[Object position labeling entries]
━━━━━━━━━━━━━━━━
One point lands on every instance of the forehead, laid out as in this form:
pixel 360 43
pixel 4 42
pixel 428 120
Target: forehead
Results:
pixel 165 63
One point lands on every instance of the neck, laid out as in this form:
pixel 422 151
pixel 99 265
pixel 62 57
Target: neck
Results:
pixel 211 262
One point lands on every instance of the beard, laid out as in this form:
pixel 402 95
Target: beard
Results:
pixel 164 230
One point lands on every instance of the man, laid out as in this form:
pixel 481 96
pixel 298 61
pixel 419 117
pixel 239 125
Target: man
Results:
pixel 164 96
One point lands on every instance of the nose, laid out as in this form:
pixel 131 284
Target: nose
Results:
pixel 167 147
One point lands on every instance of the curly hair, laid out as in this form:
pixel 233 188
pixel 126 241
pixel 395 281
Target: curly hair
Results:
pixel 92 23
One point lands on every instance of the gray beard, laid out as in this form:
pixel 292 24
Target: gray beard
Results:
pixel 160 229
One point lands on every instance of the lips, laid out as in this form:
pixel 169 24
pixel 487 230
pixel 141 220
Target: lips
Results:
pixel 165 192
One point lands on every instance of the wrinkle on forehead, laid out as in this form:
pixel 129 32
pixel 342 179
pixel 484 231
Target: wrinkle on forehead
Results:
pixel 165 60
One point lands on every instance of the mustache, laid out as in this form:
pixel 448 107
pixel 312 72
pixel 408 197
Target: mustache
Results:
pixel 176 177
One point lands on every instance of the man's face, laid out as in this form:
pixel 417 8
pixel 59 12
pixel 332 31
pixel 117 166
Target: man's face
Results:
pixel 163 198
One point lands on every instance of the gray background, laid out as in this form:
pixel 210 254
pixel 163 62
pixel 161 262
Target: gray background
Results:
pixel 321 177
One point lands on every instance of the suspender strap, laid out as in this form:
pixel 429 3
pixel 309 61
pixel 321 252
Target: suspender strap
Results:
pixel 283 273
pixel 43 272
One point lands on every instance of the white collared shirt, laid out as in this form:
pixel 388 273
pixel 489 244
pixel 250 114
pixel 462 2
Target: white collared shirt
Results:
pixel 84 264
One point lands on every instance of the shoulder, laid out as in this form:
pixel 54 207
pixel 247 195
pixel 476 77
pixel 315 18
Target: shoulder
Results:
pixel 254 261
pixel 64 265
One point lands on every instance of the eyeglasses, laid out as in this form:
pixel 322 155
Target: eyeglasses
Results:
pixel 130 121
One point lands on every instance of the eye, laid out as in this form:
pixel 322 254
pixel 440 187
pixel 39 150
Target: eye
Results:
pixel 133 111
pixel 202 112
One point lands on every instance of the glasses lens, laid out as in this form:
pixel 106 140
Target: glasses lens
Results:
━━━━━━━━━━━━━━━━
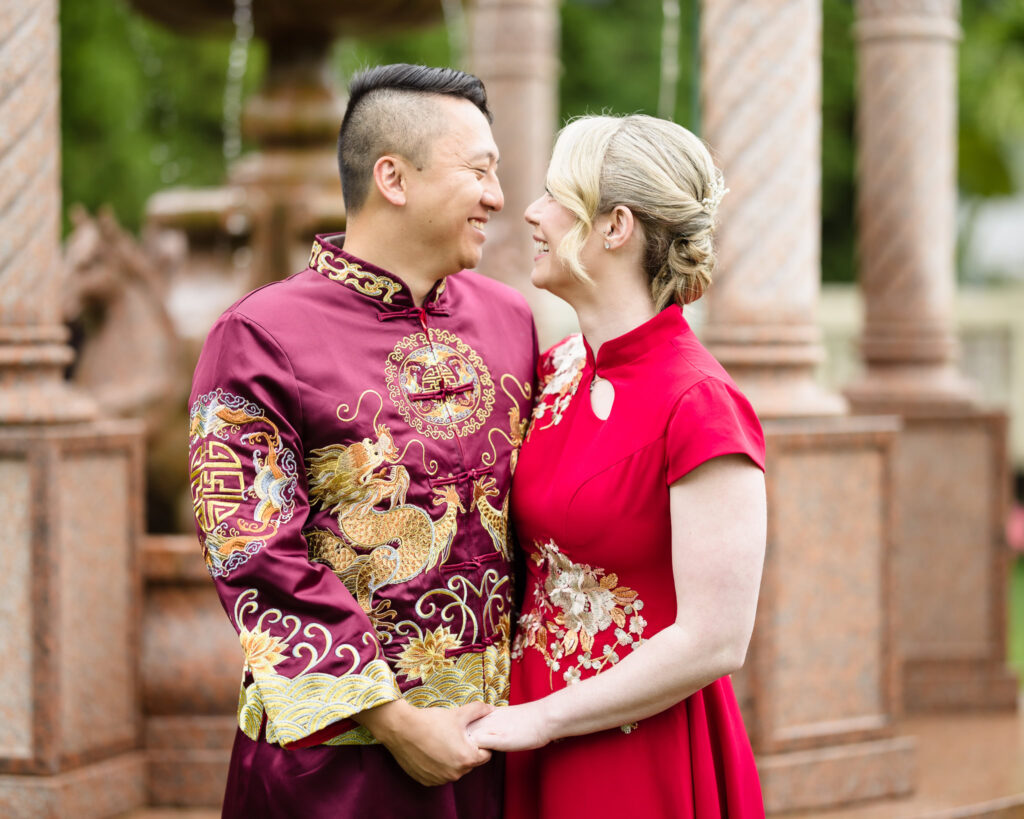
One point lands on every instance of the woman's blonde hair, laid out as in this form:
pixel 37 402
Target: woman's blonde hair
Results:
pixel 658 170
━━━━━━━━━━━━━━━━
* **Instruction**: Pick out each line in the items above that contains the word "background" and copy those lines.

* **Finished task**:
One point lands on every instance of the gray background, laid out as in this form:
Target: gray background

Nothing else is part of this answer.